[Records for this exercise]:
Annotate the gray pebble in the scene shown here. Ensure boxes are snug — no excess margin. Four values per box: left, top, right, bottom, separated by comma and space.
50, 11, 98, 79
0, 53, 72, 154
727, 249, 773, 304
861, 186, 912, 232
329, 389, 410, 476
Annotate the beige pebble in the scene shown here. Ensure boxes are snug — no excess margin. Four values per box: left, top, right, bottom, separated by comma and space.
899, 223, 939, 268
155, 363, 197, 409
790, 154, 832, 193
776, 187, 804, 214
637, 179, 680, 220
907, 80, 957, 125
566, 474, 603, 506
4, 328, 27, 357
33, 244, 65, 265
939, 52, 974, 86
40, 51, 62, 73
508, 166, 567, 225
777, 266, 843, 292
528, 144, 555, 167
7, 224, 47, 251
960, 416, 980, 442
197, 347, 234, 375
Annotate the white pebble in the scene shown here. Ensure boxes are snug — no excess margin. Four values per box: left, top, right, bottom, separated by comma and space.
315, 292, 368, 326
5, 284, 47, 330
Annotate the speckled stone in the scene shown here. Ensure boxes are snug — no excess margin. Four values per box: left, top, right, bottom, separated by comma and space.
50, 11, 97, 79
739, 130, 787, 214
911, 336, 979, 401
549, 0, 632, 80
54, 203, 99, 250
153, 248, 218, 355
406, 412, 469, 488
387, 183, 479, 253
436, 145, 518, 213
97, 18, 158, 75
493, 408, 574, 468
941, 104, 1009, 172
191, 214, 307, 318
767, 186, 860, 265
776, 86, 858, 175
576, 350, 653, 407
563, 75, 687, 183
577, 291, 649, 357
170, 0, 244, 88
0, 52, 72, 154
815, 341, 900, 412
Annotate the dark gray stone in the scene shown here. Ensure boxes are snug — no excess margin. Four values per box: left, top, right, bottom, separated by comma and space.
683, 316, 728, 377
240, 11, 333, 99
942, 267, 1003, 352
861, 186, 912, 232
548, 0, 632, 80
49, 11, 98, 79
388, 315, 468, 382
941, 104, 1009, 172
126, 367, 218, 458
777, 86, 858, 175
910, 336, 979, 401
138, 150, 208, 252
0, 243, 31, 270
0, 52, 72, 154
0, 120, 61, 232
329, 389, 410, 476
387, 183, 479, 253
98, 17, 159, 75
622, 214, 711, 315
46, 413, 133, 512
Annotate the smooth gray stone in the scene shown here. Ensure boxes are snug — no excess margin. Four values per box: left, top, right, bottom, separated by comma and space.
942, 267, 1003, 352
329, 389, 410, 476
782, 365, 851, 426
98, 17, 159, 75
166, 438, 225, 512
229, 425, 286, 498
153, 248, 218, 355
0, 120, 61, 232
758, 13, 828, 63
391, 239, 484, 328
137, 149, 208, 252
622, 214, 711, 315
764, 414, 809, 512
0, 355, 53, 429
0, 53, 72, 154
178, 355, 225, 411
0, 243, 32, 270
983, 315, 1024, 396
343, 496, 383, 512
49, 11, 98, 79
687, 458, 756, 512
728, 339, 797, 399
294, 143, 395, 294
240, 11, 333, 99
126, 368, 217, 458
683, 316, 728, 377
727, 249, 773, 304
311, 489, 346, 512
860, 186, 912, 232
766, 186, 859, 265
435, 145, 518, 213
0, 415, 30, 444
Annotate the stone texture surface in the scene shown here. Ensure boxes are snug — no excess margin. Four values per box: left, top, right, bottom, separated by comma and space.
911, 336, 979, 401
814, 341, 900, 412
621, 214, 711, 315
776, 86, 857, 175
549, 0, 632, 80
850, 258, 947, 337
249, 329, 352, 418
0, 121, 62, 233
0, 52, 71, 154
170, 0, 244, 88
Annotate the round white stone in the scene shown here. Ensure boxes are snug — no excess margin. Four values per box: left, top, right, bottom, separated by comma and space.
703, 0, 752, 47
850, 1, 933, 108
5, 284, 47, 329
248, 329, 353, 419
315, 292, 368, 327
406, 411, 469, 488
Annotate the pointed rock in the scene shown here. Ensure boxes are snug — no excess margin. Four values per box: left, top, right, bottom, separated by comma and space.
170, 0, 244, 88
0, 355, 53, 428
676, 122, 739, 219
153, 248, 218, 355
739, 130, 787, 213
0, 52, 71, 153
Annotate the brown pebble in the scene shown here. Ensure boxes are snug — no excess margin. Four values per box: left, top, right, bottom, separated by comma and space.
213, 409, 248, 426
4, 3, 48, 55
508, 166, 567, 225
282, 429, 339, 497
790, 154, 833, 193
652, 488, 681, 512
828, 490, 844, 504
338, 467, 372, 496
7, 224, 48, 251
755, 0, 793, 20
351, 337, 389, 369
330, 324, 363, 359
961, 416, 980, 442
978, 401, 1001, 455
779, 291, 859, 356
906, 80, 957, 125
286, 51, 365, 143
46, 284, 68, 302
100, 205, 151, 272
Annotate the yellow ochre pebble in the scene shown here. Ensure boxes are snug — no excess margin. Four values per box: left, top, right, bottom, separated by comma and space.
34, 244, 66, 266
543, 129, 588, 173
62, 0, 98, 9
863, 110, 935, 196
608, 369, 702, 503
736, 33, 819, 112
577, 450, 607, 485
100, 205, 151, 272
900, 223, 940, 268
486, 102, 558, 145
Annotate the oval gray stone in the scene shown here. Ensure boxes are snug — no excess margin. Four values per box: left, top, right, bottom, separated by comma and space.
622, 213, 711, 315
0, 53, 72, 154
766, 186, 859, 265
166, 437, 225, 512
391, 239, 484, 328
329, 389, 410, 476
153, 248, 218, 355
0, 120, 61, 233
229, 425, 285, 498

* * *

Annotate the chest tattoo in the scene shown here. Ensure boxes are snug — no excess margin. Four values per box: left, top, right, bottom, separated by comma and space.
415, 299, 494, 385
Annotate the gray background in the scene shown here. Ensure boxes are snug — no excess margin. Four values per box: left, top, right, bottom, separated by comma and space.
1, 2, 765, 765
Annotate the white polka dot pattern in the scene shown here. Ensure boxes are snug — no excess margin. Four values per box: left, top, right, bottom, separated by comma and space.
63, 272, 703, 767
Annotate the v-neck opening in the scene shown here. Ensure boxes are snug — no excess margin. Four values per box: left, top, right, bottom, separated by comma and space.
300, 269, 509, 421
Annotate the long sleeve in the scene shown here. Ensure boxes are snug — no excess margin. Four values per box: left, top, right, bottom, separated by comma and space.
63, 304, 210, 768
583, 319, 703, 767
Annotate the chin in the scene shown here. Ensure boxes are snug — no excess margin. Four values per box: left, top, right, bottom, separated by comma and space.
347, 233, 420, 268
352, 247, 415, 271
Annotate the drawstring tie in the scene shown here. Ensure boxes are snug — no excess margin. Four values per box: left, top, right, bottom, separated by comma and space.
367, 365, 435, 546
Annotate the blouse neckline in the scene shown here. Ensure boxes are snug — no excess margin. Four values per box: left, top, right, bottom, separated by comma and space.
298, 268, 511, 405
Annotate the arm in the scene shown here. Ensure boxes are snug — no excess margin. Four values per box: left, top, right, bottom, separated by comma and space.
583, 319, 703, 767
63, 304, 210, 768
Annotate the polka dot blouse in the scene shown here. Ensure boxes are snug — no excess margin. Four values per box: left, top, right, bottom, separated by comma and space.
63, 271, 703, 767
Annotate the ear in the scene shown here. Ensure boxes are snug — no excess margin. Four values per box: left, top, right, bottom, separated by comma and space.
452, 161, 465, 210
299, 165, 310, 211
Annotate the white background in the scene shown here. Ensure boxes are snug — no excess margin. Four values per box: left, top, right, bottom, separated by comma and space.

[What this task involves]: Retype only this portion of the data above: the line containing "Annotate the ear", the line containing "Annotate the white background", and all lines between them, exactly.

[Exercise result]:
Annotate the ear in the scene shown here. Ensure boxes are snug — no excess margin. Four values per box: left, top, right, bottom, separated by comma and space.
452, 161, 465, 210
299, 165, 310, 211
Annotate the white background in the scene shown here. Ensure boxes are snug — no excess margin. Four values per box: left, top, right, bottom, separated by comma and space.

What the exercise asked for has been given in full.